• [Work request]: Copy, from the data below, each line that has the word "shirt".

Stored items from a collection:
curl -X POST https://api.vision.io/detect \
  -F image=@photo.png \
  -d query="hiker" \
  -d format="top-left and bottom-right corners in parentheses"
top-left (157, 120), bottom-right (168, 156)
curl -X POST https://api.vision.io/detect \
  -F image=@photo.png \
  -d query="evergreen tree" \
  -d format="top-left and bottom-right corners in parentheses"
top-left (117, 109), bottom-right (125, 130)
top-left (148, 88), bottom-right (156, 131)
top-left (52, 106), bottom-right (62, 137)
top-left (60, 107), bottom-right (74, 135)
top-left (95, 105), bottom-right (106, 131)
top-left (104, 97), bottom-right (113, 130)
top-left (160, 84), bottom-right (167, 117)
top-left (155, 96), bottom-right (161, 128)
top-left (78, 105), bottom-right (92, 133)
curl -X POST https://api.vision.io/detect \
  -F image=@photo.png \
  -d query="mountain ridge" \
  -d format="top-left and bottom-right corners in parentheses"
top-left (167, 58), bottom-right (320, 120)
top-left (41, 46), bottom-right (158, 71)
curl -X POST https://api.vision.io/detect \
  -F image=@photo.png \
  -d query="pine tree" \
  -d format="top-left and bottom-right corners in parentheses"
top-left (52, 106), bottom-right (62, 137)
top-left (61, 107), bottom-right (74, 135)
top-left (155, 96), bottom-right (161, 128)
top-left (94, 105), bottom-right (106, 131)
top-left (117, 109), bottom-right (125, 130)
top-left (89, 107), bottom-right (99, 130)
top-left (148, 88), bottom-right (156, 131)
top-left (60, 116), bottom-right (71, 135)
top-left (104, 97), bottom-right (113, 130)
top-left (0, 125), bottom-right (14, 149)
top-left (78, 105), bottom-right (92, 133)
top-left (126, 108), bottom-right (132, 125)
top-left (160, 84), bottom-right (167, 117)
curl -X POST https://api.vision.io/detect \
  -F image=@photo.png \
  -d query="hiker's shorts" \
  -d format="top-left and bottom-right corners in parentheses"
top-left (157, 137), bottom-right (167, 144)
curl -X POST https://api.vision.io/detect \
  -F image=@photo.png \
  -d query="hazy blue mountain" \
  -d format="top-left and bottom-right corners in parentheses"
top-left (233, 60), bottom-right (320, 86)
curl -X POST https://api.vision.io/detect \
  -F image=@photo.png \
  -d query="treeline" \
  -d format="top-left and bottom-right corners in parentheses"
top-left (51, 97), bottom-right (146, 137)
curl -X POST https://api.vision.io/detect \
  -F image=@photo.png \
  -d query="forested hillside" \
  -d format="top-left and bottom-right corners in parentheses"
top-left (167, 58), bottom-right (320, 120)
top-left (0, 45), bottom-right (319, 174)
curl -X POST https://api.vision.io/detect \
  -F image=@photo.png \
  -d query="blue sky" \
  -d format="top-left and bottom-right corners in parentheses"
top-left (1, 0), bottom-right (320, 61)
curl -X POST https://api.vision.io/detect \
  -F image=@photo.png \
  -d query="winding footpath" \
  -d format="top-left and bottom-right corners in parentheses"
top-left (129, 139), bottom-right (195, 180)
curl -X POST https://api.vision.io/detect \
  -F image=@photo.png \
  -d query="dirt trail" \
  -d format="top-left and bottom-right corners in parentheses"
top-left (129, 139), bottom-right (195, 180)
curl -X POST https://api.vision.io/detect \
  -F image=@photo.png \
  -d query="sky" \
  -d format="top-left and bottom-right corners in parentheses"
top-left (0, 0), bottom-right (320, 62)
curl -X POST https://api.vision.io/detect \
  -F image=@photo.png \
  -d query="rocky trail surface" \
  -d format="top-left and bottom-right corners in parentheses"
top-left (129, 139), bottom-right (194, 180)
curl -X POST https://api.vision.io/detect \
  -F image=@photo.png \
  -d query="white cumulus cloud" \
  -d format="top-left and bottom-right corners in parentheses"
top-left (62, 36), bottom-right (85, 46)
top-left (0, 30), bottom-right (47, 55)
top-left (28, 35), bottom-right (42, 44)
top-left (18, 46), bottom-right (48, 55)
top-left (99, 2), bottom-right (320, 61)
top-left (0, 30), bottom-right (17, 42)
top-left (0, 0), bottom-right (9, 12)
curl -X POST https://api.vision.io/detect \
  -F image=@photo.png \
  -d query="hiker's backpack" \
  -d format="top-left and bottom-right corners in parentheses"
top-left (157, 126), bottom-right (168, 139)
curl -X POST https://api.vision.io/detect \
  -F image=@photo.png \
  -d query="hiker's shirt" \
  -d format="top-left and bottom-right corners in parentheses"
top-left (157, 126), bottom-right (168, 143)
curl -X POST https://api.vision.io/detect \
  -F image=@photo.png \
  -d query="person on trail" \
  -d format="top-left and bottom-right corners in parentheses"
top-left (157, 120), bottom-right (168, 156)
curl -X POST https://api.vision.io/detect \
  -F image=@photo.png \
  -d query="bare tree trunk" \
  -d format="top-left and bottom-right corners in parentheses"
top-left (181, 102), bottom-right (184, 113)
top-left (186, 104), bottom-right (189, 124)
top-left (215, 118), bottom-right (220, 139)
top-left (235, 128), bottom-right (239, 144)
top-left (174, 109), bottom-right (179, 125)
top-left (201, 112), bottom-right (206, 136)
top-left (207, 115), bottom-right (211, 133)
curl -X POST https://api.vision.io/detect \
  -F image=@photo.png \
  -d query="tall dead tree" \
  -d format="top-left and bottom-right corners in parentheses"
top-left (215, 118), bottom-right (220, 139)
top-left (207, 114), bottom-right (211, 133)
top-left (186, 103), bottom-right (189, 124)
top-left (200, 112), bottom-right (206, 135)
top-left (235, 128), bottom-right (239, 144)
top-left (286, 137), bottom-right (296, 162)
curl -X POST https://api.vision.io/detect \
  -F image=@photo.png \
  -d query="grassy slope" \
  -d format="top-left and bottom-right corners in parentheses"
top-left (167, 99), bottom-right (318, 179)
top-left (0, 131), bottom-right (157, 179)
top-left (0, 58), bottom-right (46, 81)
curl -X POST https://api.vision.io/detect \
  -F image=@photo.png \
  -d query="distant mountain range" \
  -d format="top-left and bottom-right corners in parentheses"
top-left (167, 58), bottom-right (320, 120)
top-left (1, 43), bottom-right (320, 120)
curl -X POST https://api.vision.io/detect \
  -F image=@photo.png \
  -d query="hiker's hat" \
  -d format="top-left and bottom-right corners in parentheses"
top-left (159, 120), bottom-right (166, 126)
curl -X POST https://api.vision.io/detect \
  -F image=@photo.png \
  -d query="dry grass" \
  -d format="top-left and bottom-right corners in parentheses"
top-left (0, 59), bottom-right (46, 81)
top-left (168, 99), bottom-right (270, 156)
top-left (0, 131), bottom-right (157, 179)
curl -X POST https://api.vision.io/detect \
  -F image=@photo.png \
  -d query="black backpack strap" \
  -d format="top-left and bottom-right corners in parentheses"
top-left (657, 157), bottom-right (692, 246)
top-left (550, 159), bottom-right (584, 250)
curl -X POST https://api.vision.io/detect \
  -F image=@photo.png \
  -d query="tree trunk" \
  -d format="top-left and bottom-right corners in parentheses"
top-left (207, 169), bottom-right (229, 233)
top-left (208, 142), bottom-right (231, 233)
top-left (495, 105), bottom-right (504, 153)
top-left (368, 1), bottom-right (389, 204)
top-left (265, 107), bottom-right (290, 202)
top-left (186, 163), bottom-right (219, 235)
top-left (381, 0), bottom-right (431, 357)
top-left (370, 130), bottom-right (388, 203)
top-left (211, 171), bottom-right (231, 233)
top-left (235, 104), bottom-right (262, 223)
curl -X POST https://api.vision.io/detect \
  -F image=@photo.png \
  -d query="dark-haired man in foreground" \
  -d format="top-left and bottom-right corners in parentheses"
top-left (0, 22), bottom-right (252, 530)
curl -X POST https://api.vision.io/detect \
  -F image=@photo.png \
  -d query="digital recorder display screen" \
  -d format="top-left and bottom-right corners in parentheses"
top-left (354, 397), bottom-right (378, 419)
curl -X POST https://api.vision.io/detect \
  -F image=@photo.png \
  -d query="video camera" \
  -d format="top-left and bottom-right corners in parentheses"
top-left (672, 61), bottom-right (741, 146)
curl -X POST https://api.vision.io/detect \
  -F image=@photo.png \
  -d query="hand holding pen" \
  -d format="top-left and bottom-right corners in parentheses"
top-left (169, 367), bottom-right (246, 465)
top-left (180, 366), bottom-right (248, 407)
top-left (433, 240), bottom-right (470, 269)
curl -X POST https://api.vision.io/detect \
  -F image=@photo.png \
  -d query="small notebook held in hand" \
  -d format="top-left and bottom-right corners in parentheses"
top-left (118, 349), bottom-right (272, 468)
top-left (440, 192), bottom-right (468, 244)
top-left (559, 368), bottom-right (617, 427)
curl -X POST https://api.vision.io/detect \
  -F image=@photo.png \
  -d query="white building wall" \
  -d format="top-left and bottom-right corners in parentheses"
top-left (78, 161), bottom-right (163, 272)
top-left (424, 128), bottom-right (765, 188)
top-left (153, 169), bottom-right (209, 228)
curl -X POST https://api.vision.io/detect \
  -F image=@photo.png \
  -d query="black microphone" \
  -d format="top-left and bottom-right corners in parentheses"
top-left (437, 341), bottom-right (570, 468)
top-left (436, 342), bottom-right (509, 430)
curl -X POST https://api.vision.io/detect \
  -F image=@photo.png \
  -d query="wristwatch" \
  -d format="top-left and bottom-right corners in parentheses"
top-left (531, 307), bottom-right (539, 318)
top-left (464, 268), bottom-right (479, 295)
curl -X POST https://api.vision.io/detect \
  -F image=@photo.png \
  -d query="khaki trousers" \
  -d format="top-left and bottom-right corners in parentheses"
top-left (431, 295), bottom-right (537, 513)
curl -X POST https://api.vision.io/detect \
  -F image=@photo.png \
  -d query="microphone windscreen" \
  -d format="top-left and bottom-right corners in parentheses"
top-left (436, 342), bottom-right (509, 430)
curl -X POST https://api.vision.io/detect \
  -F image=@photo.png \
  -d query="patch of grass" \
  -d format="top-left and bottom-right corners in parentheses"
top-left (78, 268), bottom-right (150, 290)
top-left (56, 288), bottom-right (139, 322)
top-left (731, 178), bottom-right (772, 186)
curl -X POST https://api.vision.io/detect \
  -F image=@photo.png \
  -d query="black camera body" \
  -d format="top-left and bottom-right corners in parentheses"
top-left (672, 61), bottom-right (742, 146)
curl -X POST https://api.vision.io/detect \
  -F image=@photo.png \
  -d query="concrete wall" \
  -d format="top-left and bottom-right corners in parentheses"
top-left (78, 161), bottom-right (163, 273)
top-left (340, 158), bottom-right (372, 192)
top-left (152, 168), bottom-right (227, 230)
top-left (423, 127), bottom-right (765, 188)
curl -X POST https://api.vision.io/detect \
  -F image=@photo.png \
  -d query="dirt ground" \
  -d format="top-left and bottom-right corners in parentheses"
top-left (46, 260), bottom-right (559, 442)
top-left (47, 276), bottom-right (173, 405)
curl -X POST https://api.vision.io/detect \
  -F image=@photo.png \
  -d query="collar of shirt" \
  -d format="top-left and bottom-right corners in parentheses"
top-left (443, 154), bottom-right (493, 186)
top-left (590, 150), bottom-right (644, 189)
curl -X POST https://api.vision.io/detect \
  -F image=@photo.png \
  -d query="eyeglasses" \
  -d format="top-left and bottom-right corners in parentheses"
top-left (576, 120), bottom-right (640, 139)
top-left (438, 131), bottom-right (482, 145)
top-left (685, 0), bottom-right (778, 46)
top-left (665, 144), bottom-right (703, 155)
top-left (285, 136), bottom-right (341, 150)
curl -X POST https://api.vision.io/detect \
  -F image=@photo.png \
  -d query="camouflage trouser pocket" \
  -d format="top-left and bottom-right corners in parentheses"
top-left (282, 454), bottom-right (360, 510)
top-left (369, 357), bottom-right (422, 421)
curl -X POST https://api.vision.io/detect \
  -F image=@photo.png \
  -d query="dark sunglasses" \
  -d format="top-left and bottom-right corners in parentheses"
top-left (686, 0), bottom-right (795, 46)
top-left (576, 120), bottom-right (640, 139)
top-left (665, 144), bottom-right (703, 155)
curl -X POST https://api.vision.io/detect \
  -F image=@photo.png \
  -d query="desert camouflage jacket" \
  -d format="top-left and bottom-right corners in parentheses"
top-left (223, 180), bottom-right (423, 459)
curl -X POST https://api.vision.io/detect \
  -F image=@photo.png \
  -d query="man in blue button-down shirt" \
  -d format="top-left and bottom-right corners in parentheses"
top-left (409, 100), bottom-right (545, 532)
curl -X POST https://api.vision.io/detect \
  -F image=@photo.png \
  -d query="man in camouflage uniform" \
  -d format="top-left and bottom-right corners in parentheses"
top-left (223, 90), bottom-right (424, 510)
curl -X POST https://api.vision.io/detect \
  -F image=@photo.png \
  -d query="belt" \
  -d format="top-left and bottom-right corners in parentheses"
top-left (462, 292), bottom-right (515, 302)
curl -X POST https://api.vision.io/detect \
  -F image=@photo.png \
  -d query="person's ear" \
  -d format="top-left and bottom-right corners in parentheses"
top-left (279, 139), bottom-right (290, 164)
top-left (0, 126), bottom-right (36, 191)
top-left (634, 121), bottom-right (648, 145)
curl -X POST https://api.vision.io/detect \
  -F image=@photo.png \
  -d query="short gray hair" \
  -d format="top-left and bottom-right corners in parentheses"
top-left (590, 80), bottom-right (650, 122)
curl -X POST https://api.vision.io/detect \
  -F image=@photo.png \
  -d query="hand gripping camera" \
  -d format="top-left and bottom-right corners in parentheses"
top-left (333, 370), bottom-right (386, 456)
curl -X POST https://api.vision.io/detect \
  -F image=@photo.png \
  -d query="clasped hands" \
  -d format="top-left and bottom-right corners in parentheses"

• [Result for this task]:
  -d query="hiker's shirt" \
  -d query="collar of shirt" \
  -d query="man in blue button-down shirt" \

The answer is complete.